____ Texto fornecido

Fico a pensar que é a estranheza, que subsiste para lá de todas as afinidades, que, juntamente com a diversidade das formas e a abundância das cores, nos desperta o maravilhamento com o mundo animal. Coluna do professor Paulo Tunhas, publicada pelo Observador:
Voltamos
sempre ao que não conseguimos explicar, ao que nos surpreende
constantemente, por mais avisados que estejamos. As leis da atracção não
falham. Comigo, acontece, entre outras coisas, com a música e com os
documentários sobre animais: sou capaz de passar horas – e, se pudesse,
dias – a vê-los. Já vi dezenas e dezenas de vezes toda a espécie de
imagens de crocodilos a apanharem gnus que atravessam, em migração, o
rio, e fico sempre de olhar colado ao que vejo. Penso invariavelmente
nas mil razões que podem existir para esta atracção, mas as respostas
que encontro nunca me satisfazem plenamente. Ainda ando à procura da
boa, da mais geral e inclusiva, embora tanto tempo à espera dela me
desespere um bocado de chegar a bom porto. Tenho algumas razões
parciais, e sei também o que não é que me provoca a atracção. A natureza
em geral, por exemplo. Gosto, como toda a gente, de paisagens, belas ou
sublimes, mas sou perfeitamente incapaz de ficar muito tempo a vê-las,
sentado num sofá, em frente à televisão. É outra coisa.

________
____ Linhas de dados

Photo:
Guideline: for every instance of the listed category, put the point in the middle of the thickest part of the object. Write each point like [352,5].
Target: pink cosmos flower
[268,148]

________

### [Requisitos das tarefas]
• A. Segundo o texto sobre o fascínio pelos documentários de animais, que coisas nos despertam o maravilhamento com o mundo animal? Enumere todas.
• B. Por favor, dê seguimento ao texto sobre o fascínio pelos documentários de animais a partir da frase "É outra coisa.", mantendo o tom e a primeira pessoa.
A listagem não faz falta para nada do que aqui se pede.

### [Respostas às tarefas]
• A. A estranheza, a diversidade das formas e a abundância das cores.

• B.
É
preciso dizer que há maus documentários sobre animais – os da National
Geographic, para citar um caso, estão longe de serem todos bons – e há
documentários razoáveis que são estragados pela narração. Não me refiro
sequer àquela absurda mania de dar nomes próprios aos animais – “a
Malika parou com as suas filhas Tuka e Ziga junto a um grupo de
antílopes…” -, estou antes a pensar em narrações, como, por exemplo, a
de uns bons programas que a SIC passa, que, sem dúvida com as melhores
intenções do mundo, adoptam um estilo ternurento, com um sorriso
cúmplice a ornar a narração, muito semelhante ao que a Dra. Felisbela
Lopes (de quem sou fã) usa para falar dos políticos, esses marotos que,
quando dizem uma coisa, o fazem sempre com uma intenção que não revelam e
que ela nos explica. Acho o tom um insulto à dignidade dos animais
(embora não dos políticos). Não menos irritante é o estilo que abusa de
pathos que apanhei num dvd da National Geographicsobre migrações (um
tema apaixonante) que me chegou, por erro meu, em versão francesa. Os
animais, a acreditar no narrador, viviam numa angústia perpétua e
parecia que tinham saído todos, não da arca de Noé, mas do Ser e tempo
de Heidegger. Vi um quarto de hora e parei, deixando o resto das seis
horas para quando o PAN me contratar para escrever um tratado sobre o
existencialismo animal, um tópico essencial que representa infelizmente
uma lacuna gritante no seu actual programa.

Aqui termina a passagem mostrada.